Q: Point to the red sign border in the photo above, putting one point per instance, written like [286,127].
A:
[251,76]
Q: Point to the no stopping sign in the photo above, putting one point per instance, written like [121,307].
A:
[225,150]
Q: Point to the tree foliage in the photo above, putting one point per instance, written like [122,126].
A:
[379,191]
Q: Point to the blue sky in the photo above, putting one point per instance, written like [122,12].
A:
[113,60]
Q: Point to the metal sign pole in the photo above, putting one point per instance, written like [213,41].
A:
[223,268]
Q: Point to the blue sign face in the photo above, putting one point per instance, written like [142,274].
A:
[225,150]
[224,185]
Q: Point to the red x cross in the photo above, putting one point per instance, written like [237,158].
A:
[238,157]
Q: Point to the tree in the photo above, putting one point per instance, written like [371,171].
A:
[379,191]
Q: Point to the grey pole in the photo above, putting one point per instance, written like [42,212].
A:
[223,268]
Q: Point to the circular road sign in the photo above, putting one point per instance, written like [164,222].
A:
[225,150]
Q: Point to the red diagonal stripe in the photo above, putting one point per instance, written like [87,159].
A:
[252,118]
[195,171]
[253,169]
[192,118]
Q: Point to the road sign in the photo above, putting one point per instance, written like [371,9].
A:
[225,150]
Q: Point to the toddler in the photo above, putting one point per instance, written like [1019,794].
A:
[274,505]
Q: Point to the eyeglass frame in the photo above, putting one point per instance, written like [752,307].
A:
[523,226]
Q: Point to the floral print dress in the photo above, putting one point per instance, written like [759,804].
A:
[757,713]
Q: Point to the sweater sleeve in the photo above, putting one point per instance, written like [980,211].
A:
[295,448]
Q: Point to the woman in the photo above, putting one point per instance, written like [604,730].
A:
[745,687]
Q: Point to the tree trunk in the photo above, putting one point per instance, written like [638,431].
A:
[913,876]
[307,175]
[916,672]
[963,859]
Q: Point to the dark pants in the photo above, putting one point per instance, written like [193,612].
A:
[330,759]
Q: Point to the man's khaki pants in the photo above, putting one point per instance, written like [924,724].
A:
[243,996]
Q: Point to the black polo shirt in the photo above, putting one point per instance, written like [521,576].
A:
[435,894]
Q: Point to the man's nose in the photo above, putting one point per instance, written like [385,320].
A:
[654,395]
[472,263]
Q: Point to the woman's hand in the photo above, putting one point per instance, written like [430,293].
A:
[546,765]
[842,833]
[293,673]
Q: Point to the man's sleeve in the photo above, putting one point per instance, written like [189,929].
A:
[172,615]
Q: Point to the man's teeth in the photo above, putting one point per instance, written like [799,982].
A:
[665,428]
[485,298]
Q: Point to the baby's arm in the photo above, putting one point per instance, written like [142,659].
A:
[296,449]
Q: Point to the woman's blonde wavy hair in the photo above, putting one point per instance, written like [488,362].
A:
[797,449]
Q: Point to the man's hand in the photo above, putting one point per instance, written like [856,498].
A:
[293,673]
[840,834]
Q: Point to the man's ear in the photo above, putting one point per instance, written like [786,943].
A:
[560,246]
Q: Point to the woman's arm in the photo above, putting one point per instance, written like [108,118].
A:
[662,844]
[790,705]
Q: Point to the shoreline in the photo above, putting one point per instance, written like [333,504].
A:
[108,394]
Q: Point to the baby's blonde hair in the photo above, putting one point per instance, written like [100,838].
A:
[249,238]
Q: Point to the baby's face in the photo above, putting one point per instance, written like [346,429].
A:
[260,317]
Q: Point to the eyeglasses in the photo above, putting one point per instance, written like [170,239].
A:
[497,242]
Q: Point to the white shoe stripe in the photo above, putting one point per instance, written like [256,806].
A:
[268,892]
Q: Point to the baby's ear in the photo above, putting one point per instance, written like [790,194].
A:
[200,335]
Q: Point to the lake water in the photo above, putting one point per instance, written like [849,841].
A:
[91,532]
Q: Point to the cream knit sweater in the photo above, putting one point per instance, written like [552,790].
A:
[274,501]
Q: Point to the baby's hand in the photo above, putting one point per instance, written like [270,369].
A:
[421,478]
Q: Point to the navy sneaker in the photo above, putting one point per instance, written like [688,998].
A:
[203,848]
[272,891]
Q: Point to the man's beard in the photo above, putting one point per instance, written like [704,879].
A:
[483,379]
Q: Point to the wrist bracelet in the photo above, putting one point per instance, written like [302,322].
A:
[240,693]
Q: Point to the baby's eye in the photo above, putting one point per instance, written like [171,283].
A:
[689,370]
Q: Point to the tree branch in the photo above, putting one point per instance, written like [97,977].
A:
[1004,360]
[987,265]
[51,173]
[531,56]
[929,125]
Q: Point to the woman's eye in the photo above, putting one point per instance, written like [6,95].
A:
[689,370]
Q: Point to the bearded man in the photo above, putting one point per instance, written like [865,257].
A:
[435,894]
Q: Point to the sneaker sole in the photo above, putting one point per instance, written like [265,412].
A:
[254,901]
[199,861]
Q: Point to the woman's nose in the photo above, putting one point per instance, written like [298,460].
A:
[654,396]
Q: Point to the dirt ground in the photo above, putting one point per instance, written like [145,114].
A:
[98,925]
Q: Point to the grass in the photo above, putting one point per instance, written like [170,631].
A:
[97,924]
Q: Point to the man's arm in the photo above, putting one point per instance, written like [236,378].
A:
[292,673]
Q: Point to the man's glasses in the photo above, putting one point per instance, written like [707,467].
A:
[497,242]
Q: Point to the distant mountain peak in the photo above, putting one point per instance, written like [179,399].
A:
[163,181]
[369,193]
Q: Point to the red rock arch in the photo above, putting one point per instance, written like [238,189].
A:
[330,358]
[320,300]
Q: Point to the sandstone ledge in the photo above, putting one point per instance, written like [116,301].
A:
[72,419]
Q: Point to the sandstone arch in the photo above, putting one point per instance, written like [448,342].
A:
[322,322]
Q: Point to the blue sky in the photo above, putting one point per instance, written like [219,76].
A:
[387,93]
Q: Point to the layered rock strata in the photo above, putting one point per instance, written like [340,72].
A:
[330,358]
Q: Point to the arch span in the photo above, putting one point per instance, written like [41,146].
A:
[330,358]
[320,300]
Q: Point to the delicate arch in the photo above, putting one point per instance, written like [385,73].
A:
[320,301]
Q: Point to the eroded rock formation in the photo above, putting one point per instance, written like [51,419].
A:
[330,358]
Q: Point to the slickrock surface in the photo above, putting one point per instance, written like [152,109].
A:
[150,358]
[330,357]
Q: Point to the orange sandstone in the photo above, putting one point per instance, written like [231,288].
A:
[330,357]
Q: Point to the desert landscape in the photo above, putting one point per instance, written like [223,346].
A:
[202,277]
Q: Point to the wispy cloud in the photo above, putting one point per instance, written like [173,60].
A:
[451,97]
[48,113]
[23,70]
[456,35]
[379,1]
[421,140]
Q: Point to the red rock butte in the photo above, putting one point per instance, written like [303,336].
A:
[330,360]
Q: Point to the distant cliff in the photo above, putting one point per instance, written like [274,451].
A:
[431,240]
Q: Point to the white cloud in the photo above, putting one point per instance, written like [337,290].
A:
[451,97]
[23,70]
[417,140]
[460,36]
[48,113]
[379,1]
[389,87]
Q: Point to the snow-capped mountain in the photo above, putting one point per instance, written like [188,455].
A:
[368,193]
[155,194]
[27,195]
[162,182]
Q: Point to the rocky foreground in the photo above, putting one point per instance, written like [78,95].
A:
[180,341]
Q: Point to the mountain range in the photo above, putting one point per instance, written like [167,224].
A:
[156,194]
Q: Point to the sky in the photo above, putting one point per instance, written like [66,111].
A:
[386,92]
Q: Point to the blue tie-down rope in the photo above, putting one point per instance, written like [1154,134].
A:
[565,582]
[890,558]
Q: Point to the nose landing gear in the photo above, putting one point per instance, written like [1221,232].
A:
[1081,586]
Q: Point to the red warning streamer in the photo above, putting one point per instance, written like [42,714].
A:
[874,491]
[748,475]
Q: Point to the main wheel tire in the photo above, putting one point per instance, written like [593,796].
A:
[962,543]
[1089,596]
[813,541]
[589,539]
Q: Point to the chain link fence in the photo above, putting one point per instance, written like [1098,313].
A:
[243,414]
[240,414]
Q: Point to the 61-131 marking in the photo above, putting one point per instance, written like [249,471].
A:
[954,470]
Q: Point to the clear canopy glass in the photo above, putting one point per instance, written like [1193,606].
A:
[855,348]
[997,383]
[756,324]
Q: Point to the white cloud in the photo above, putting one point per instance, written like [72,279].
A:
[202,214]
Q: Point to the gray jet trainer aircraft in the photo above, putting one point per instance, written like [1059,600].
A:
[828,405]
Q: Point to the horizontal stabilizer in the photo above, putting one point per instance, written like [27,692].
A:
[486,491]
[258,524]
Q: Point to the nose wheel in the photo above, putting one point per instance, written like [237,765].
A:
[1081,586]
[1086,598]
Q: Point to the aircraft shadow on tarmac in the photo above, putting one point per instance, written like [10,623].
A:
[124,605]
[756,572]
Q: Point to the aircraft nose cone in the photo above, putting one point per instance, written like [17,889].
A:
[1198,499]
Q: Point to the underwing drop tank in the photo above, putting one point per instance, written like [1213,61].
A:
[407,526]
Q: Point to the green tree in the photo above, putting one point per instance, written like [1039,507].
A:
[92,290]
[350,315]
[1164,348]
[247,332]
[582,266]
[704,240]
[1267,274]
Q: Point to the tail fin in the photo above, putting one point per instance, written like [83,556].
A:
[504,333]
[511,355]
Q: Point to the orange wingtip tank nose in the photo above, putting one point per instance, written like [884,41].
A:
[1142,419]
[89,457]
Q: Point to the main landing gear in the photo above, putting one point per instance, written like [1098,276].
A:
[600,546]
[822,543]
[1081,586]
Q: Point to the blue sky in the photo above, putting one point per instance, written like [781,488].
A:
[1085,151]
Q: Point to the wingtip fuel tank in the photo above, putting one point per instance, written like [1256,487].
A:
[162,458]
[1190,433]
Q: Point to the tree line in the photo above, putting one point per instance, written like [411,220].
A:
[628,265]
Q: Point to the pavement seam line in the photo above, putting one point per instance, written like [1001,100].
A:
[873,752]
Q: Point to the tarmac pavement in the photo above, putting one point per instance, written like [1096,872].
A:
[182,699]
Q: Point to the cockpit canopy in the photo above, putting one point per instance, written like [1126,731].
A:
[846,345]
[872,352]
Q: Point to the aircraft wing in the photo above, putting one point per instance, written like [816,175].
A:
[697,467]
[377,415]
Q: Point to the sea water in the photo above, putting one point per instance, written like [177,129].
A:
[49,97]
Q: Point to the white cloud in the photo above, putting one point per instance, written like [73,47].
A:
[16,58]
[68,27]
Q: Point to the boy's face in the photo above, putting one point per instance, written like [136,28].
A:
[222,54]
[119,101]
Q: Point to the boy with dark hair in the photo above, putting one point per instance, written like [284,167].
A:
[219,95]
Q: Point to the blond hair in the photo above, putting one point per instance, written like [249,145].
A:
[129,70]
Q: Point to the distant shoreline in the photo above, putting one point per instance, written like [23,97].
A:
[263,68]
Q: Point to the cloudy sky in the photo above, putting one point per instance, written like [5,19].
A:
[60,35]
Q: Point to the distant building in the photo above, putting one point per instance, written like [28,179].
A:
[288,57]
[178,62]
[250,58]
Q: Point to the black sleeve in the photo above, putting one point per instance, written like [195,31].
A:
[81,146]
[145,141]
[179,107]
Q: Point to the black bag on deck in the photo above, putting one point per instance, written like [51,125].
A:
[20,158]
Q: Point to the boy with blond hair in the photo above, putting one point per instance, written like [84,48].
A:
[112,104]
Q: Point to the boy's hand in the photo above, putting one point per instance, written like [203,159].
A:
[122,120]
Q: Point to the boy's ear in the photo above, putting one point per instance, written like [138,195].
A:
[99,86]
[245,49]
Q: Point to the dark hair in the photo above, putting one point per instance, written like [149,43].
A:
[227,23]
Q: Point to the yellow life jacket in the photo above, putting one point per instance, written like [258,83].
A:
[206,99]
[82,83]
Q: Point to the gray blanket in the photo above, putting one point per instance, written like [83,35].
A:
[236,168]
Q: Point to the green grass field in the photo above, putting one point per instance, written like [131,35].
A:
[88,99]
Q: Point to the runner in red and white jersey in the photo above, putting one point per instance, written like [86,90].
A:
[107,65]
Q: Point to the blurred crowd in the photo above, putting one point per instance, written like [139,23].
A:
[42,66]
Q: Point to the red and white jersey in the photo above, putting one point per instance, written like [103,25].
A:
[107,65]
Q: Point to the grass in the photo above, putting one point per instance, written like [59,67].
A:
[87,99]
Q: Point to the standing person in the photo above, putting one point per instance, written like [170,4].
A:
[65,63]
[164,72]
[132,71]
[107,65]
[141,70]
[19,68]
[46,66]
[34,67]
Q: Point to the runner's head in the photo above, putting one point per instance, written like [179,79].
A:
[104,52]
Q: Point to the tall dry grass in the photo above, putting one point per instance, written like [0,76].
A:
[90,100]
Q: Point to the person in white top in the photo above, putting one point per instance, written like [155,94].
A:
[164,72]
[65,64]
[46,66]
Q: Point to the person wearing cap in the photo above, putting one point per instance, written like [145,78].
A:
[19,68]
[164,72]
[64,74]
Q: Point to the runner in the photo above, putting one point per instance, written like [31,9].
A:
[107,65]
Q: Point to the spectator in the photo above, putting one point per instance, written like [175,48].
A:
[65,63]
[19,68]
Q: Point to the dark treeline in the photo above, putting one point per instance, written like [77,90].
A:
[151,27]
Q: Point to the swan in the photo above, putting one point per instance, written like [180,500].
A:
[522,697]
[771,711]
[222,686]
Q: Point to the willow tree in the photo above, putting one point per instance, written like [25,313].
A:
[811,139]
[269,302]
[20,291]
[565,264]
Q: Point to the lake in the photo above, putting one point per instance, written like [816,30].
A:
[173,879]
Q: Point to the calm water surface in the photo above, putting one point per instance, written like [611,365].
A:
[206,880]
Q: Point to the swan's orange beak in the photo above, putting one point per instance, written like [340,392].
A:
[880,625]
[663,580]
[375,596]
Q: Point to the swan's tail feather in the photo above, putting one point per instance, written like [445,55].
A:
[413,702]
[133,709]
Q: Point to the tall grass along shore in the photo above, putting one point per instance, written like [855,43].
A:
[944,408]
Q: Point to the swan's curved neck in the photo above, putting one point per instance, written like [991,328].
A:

_Exercise_
Look through the entries above, and wherever a line holds the word "sandstone", copy it.

_Exercise answer_
Q: Point to the sandstone ledge in the photo above, putting one point per instance, written like [116,301].
Q: Point to the sandstone arch in the photo above, putting one point per instance, written like [448,342].
Q: Point to the orange sandstone in the photo above, putting one point per instance, written like [231,288].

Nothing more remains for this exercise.